- [Assigned task]:
Please say how many lines of the entries below contain the word "turtleneck", and leave out everything else.

★ ★ ★ ★

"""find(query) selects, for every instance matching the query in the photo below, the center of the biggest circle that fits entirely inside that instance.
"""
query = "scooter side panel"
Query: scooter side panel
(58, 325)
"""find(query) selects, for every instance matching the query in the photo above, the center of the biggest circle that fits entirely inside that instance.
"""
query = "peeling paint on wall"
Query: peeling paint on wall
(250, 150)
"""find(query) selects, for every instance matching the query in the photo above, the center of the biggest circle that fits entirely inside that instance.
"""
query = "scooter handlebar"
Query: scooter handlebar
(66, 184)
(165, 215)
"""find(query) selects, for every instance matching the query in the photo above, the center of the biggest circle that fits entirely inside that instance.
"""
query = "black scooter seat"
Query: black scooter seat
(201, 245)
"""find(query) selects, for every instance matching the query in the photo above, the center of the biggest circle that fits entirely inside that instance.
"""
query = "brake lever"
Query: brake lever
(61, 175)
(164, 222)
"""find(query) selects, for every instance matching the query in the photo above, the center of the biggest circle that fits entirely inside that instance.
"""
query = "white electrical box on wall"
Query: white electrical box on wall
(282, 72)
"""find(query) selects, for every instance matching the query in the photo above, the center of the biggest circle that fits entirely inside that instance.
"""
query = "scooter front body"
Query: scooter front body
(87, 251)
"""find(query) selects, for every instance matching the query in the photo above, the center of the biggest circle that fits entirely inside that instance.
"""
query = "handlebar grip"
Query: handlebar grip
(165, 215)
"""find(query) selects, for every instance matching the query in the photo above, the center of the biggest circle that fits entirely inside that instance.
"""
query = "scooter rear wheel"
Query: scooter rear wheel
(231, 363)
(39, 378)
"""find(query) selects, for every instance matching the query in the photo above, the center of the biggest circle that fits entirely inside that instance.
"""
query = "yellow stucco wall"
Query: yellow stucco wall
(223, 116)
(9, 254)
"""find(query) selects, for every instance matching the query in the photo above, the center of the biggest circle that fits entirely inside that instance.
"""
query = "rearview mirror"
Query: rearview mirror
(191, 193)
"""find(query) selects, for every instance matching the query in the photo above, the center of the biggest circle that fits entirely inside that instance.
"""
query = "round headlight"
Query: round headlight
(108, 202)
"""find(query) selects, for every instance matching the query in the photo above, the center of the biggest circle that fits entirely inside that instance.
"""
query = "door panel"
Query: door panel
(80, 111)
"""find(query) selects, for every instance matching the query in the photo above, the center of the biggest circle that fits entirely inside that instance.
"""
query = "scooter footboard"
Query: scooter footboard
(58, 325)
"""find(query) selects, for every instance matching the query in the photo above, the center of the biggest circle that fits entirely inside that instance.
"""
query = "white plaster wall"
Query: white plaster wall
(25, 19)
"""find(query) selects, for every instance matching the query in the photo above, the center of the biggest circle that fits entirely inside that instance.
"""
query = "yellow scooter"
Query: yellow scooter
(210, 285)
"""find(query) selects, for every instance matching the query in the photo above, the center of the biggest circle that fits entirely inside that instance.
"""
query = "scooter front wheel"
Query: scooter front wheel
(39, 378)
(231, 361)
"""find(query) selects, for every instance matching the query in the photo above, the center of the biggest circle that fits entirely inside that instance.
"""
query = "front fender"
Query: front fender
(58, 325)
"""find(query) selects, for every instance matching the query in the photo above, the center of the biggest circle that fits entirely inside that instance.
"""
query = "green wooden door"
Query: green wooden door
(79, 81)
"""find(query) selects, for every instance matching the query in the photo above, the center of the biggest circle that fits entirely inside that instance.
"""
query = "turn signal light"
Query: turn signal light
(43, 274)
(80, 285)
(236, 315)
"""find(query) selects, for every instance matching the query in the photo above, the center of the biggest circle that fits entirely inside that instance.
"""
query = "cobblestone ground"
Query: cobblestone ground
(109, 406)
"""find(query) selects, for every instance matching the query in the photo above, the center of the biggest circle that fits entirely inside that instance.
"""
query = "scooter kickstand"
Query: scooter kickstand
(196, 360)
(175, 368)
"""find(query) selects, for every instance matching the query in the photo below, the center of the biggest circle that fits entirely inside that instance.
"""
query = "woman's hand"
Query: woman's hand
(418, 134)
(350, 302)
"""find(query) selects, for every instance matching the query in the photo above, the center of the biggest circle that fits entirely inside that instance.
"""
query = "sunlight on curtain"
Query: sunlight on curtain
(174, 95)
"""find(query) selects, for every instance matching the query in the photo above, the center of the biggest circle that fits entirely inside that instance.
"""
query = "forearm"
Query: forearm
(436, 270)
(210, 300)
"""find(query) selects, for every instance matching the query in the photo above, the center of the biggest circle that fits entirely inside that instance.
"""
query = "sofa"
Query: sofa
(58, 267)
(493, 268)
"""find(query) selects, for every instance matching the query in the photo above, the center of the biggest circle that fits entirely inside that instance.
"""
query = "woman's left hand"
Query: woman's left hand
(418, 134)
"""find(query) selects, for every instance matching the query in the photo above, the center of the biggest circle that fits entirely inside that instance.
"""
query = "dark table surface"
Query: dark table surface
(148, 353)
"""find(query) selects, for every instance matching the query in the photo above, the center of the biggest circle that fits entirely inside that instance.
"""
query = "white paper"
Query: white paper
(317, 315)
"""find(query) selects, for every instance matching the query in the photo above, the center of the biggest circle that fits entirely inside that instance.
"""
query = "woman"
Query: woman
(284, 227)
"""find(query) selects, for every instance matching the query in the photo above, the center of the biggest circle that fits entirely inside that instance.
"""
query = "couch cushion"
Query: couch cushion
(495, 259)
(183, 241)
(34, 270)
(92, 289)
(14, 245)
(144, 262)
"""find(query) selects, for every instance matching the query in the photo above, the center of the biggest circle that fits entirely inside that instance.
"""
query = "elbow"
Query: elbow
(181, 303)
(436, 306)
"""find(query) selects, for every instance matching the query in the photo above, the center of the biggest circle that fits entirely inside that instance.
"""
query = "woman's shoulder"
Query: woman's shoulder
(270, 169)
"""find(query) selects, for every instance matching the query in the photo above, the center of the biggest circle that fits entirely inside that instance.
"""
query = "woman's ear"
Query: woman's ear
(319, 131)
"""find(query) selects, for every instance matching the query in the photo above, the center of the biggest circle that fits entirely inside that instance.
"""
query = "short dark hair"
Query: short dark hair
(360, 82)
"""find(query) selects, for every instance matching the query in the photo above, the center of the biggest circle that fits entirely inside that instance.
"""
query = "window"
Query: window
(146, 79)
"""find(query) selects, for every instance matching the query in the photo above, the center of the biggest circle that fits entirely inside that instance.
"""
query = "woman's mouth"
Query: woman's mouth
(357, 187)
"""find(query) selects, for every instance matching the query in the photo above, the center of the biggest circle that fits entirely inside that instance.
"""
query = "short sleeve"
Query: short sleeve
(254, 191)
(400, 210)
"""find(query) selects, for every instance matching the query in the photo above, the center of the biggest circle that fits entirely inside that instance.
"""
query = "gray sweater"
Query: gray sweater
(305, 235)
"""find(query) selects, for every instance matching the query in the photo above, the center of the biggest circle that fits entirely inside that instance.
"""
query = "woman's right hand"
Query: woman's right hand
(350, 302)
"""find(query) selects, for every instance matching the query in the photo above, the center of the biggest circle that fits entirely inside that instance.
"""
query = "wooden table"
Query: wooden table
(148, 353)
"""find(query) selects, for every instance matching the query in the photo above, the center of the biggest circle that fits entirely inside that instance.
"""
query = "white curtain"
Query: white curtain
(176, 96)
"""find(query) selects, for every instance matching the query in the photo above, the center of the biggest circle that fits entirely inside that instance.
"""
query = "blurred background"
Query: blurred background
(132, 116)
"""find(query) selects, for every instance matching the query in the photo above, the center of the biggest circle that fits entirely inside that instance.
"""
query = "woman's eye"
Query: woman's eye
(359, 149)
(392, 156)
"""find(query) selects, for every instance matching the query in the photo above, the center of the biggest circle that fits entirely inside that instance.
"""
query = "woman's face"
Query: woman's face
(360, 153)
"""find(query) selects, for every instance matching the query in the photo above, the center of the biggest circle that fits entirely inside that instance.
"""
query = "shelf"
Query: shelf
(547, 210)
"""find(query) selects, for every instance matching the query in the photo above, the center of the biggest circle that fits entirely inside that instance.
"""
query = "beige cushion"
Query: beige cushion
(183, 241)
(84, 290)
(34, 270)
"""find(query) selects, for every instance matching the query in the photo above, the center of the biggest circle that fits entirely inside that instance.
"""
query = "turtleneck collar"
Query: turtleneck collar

★ ★ ★ ★

- [Solution to this task]:
2